§ Questions to answer:
- a) In the passage about Princess Margaret, what did the Queen buy after being told the Princesses needed more books?
- b) Carry on the passage about Princess Margaret from where it stops.

§ Reading passage:
####

She was a woman who in her time played many parts, to misquote Shakespeare.

Starting life as her father’s pet, she became fashion’s darling, tragic heroine, the centre of swinging London with her brilliant randy husband, England’s first famous cougar and tabloid fodder, a ‘loose cannon’, and finally the sad woman known as ‘walking wounded’ in London circles.

No, the touching scene where their father made the Princesses promise undying loyalty to each other, didn’t really happen. Much more dramatic was the real moment missed by script-writers,  when he came back to his cosy non-royal home in Piccadilly after the abdication, and was greeted by his daughters aged ten and six in the hall, who both curtsied to him deeply, which shook him to his core (his wife was upstairs in bed with flu, overcome by all the long-drawn abdication dramas).

Princess Elizabeth soon began her apprenticeship, coached by her father, and tirelessly overseen by Queen Mary, who took the Princesses on cultural outings, checked on their education, and told their mother, the Queen, they needed more books. Typical of her light-hearted and fun-loving nature. the Queen responded by buying the complete works of P.G. Wodehouse! She also frequently interrupted the children’s lessons to take them off for some fun, to the chagrin of their governess, ‘Crawfie”.

Margaret didn’t have to study the way her sister did, and grew up to be the source of her father’s entertainment and relaxation. This special relationship ended when she was twenty-one and he died so unexpectedly. With no father and no role, equerry Peter Townsend became even more important to her than he had been since she fell in love with him in 1947, when the Royal family were touring South Africa. She was very demanding towards the man she loved, who was eighteen years older than her, and never took any account – as neither had the Royal family – of his duty to his wife and children.

Much has always been made of the fact that he was the “innocent party” in the ensuing divorce, but a husband who neglects his wife and children for his devotion to his employer, and the employer’s pretty daughter, has as much responsibility as has a lonely wife seeking love and support elsewhere.

The fact of his so-called innocence encouraged both he and Margaret to feel they could marry. Unlike the court, particularly Alan Lascelles, the Queen’s authoritative private secretary, (“are you mad or bad?”) the Queen was sympathetic.

####

§ Collected data:
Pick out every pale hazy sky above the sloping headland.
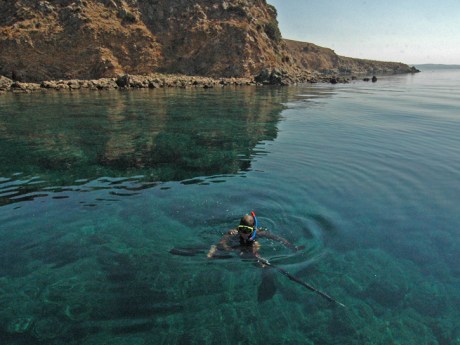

####

§ Results of the tasks:
- a) The complete works of P.G. Wodehouse.

- b)
The situation burst upon the consciousness of the world at the Coronation when Princess Margaret, decked out in diamonds and diadem and long velvet train, stood outside the Abbey chatting to the handsome equerry, and in a familiar and intimate gesture flicked an imaginary piece of fluff off his uniform as she smiled up into his eyes. The picture went around the world.

The Netflix scenes of Townsend standing on the steps of the aircraft taking the Queen to Ireland, and waving back to the imaginary cheers of the crowd were mind-bogglingly crass. Townsend was a sensible, sensitive man, far too intelligent to behave in such a tactless way, any more than he would have called the Queen by her private childhood nickname,’ Lilibet’, (I cringed as he did). He didn’t go to Ireland, but to Brussels to wait out his time.

These were the years when five foot two, blue-eyed Margaret with an eighteen-inch waist, became the darling of fashion. It was at the first Ascot of the reign when she really made her mark. It was, like ‘My Fair Lady’, a black and white Ascot, as the court were still in six months mourning for the King. By June, ladies were permitted to wear black and white, or grey, and the Princess appeared in an elegant, grey chiffon dress which set all the fashion watchers talking.

Like the Queen she also wore striking black and white outfits on the other racing days and her reputation was made. She became the most glamorous princess in the world,  photographed in an exquisite Christian Dior dress on her twenty first birthday at Balmoral (she’d always hankered for a Dior dress, like just about everyone back then) and almost as dazzling as Diana before her .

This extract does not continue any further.